--- START Stored rows ---
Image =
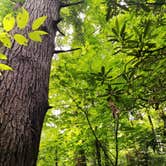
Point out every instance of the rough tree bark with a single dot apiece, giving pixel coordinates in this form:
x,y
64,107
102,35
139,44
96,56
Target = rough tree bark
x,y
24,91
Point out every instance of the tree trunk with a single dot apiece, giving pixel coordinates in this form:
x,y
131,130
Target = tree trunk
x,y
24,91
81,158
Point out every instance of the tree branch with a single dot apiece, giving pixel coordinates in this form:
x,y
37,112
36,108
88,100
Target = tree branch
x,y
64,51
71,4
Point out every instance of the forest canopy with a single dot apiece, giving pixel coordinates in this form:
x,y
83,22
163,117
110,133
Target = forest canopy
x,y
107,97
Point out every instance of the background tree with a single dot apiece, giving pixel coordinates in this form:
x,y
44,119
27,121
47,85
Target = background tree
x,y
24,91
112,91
--- END Stored rows ---
--- START Stored rows ---
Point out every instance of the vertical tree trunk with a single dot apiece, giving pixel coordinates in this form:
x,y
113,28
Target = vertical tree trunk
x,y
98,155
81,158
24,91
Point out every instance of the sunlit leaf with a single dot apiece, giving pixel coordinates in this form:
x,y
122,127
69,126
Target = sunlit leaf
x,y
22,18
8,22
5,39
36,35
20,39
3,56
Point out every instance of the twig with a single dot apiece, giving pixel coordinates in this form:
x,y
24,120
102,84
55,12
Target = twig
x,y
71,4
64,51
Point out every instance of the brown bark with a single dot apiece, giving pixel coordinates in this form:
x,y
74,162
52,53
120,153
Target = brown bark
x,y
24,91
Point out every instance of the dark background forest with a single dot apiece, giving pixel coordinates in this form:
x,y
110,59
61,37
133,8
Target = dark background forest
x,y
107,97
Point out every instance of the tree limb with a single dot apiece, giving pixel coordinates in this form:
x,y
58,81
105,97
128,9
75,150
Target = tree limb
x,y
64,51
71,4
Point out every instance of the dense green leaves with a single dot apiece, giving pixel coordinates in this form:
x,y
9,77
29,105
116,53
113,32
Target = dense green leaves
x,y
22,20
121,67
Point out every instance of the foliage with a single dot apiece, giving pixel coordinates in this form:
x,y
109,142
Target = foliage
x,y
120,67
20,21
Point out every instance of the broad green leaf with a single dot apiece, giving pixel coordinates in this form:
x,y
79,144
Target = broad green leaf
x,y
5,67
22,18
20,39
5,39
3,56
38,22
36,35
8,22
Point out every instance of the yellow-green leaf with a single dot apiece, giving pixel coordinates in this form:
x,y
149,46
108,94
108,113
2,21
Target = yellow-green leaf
--- END Stored rows ---
» **What needs to be done**:
Can you repeat the stretch of lines from the one containing "Point out every instance of the brown" through the one containing "Target = yellow-green leaf", adding 47 to every number in the answer coordinates and leaving everything else unchanged?

» **Answer to the exercise**:
Point out every instance of the brown bark with a single dot apiece, giving pixel coordinates in this form:
x,y
74,162
52,53
120,153
Target = brown bark
x,y
71,138
Point out every instance of the dark background forest with a single dot apiece, giving pixel coordinates in this form:
x,y
110,59
61,37
133,8
Target = dark background forest
x,y
154,144
Point out every instance of the tree limb with a single dot apiece, giving pixel coordinates in this form:
x,y
58,81
105,97
128,9
75,150
Target = tree limb
x,y
111,98
118,51
Point out every instance of the dense green leaves with a single dot apiece, giving pixel coordinates in this form:
x,y
9,77
29,105
116,53
113,32
Target = dense green leaves
x,y
69,67
168,114
Point out every instance of the foliage with a single dot apiece, giving pixel coordinates in this form:
x,y
109,142
Target = foliage
x,y
167,114
67,68
Point out every instance of the broad green leaf with a single dot apiece, giving pixel coordinates in this form:
x,y
79,144
Target = broad green leaf
x,y
52,114
69,65
67,86
52,86
50,103
85,69
83,82
55,69
Point out every instance of the yellow-green leaf with a single dot apiece, giving pixel coordinates in this form:
x,y
149,46
108,94
108,113
2,21
Target = yellow-green leaf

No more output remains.